### Material to process
⁂

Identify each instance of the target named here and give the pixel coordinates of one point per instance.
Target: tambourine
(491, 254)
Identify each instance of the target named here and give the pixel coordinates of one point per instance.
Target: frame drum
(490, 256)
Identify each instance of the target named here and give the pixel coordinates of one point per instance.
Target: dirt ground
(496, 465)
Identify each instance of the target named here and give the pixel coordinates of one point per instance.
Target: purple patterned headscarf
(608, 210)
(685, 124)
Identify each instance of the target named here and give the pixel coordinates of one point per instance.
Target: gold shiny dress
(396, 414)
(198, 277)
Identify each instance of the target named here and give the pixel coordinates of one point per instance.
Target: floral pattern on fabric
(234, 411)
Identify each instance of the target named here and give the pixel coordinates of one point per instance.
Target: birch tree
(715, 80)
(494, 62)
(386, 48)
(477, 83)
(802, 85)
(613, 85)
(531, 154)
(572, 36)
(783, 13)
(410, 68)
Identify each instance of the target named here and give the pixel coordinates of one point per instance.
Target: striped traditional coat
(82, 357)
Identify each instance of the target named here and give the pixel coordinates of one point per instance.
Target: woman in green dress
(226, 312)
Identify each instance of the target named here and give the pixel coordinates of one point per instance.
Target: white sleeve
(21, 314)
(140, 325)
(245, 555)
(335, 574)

⁂

### Description of the task
Switch "pixel coordinates" to "x-y coordinates" everywhere in the items above and write them out again, leaving everything else as it is.

### Full output
Identify each instance of the target named here and give the x-y coordinates of one point per instance.
Target: tambourine
(491, 254)
Identify each instance of the target named here and give the x-y coordinates of one point per instance.
Target: frame drum
(490, 256)
Identify each instance of the target named here and give the x-y coordinates of one point per instance.
Target: dirt ground
(496, 465)
Identify each instance of the target named here and give the x-y coordinates of one point per instance.
Target: purple patterned headscarf
(608, 210)
(685, 124)
Identify each instance of the target named here and give the x-y coordinates of one point per instance.
Target: gold shiny dress
(396, 414)
(198, 277)
Identify each instance of the target named here and give the x-y coordinates of one point per instance.
Target: floral pattern on fabric
(234, 411)
Identify each instance of the target named here and give the x-y coordinates of one point per instance.
Target: birch tree
(715, 80)
(494, 62)
(386, 48)
(477, 83)
(802, 85)
(613, 85)
(531, 154)
(572, 36)
(783, 13)
(410, 68)
Identify each instance of the target named here and give the x-y coordinates of one point per instance.
Target: striped traditional coat
(82, 357)
Identify each instance of the target named here and give the x-y coordinates of one point per instance.
Target: woman in green dress
(226, 312)
Identify each instance of the target named here and give the x-y coordinates of one point per instance.
Target: white sleeve
(21, 314)
(140, 325)
(245, 555)
(335, 574)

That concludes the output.